Data pulled from a collection:
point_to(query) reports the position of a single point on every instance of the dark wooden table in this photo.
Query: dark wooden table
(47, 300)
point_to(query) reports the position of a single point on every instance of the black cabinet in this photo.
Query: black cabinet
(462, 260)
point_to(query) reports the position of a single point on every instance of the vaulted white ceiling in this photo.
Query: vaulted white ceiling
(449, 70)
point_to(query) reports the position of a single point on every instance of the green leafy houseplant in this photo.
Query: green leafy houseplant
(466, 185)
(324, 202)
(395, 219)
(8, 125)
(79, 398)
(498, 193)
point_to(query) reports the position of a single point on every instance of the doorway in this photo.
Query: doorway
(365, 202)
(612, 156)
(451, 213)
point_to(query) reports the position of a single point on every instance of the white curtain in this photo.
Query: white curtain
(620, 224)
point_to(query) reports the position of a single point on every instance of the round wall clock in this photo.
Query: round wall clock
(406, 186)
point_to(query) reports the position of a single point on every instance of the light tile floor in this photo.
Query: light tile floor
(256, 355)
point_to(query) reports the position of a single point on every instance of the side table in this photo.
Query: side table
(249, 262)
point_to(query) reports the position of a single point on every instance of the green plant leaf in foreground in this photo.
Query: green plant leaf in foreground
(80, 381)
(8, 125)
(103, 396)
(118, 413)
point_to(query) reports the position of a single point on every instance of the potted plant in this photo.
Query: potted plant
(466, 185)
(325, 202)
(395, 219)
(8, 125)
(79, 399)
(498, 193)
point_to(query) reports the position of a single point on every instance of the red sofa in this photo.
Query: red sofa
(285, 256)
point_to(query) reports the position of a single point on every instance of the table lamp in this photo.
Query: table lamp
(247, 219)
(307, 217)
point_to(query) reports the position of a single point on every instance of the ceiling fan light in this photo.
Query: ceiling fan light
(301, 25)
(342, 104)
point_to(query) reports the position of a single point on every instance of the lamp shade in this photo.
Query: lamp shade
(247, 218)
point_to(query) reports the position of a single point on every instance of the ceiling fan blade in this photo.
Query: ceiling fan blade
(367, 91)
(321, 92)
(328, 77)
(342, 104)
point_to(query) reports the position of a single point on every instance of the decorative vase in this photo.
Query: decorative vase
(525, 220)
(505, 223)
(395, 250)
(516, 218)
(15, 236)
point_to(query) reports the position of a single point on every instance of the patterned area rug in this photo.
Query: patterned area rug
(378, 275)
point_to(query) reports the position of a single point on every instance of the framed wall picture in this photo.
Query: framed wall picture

▶ _Exercise details_
Copy every one of these rows word for word, without changing anything.

▶ _Output of the exercise_
point_to(query) reports the position of a single point on every instance of the dark wooden table in this photo.
Query: dark wooden table
(47, 300)
point_to(query) reports the position of a single point on every instance of the black cabinet in this photo.
Query: black cabinet
(462, 260)
point_to(query) reports the position of a single point on every instance of the vaulted white ceiling in this photo.
Query: vaulted white ceiling
(449, 70)
point_to(query) reports the position of a single point on every instance of the green leafy houseplant in this photo.
Query: green leafy houseplant
(466, 185)
(324, 202)
(395, 219)
(8, 125)
(79, 398)
(498, 193)
point_to(query) reports the position of a single point on every instance of the doorway in this photo.
Query: doorway
(365, 202)
(612, 156)
(451, 213)
point_to(query) reports the position of a single point on every instance of the white curtain in this photo.
Query: white curtain
(620, 224)
point_to(query) reports the position of a single point on every instance of the round wall clock in this photo.
Query: round wall clock
(406, 186)
point_to(query) reports the position of a single point on every instance of the light tile floor in this photo.
Query: light tile floor
(256, 355)
point_to(query) reports the position of a single point on every instance of the side table in this photo.
Query: side table
(249, 262)
point_to(query) reports the position of a single point on every instance of the green plant leaf in foreground in this photo.
Query: green plant leaf in foreground
(80, 381)
(8, 125)
(103, 396)
(118, 413)
point_to(query) reports the position of a single point on every instance of the potted plant in this photo.
Query: potted plant
(466, 185)
(325, 202)
(395, 219)
(8, 125)
(79, 399)
(498, 193)
point_to(query) reports the position of a single point on every instance of the red sofa in this photo.
Query: red sofa
(285, 256)
point_to(query) reports the position of a single point on every instance of the table lamp in this photo.
Query: table lamp
(247, 219)
(307, 217)
point_to(query) reports the position of a single point on every instance of the ceiling fan light in this photo.
Query: ceiling fan light
(301, 25)
(342, 104)
point_to(query) reports the position of a single point on every instance of the lamp shade in this photo.
Query: lamp shade
(247, 218)
point_to(query) reports the position of a single point on every instance of the ceiling fan blade in this photo.
Query: ceiling fan blade
(367, 91)
(321, 92)
(328, 77)
(342, 104)
point_to(query) reports the position of a single point on every instance of the decorative vase in this photo.
Query: decorative vase
(525, 220)
(505, 223)
(395, 250)
(516, 218)
(15, 236)
point_to(query) reports the position of a single point on every instance of the patterned area rug in this photo.
Query: patterned area rug
(378, 275)
point_to(query) reports the position of a single point on every instance of the framed wall picture in this photo.
Query: framed wall picture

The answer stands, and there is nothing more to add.